Korektor dostępny jest TUTAJ. Promocyjna cena to 14,99zł zamiast 19,99zł.
lewa strona korektor Age Defying / prawa strona podkład Nearly Naked |
Puder Revlon ColorStay absolutnie mnie zachwycił. Jest transparentny więc nie zmienia koloru podkładu i nadaje się dla każdego. Wygląda bardzo naturalnie, nie daje płaskiego matu. Fantastycznie przedłuża trwałość makijażu! Strefa T utrzymana jest w ryzach przez ładnych 8 godzin. Poza tym posiada lusterko i gąbeczkę, dzięki czemu jest idealny do poprawek w ciągu dnia.
Puder dostępny jest TUTAJ. Jego cena to 24,99zł.
Bronzer Revlon Photoredy 100 Bronzed &Chic jako jedyny ucierpiał w trakcie zdjęć. Spadł mi z toaletki i niestety się pokruszył. :( To mieszanka 4 odcieni brązu, która dla mnie jest niestety trochę za ciepła. Szczególnie te jaśniejsze kolory. Na mojej twarzy wybija z nich pomarańcz więc skupiam się na ciemniejszych kawałkach. Ogólnie bronzer bez problemu się aplikuje. Ma dobrą pigmentację, nie robi plam i jeśli nie dotykam twarzy, trzyma się na niej cały dzień.

**Dostarczone dane**

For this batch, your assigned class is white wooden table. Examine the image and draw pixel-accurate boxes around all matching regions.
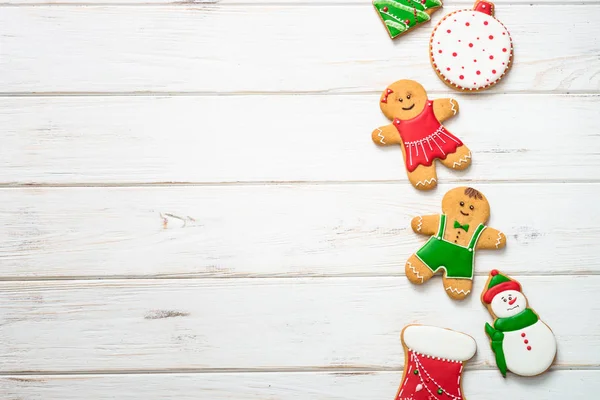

**Wykonaj zadania**
• A. Oceń, czy stwierdzenia (i) Puder Revlon ColorStay zmienia kolor podkładu, (ii) bronzer pokruszył się po upadku z toaletki, (iii) puder kosztuje 19,99 zł, są zgodne z fragmentem. Każdą ocenę (tak lub nie) uzasadnij dosłownym cytatem z fragmentu.
• B. Przytocz dosłownie część fragmentu od słów „lewa strona korektor” aż do słów „w ciągu dnia.” włącznie.
Dane nie mają tu żadnego znaczenia.

**Odpowiedzi**
• A.
(i) Nie: „Jest transparentny więc nie zmienia koloru podkładu”.
(ii) Tak: „Spadł mi z toaletki i niestety się pokruszył.”
(iii) Nie: „Jego cena to 24,99zł.”

• B.
lewa strona korektor Age Defying / prawa strona podkład Nearly Naked |
Puder Revlon ColorStay absolutnie mnie zachwycił. Jest transparentny więc nie zmienia koloru podkładu i nadaje się dla każdego. Wygląda bardzo naturalnie, nie daje płaskiego matu. Fantastycznie przedłuża trwałość makijażu! Strefa T utrzymana jest w ryzach przez ładnych 8 godzin. Poza tym posiada lusterko i gąbeczkę, dzięki czemu jest idealny do poprawek w ciągu dnia.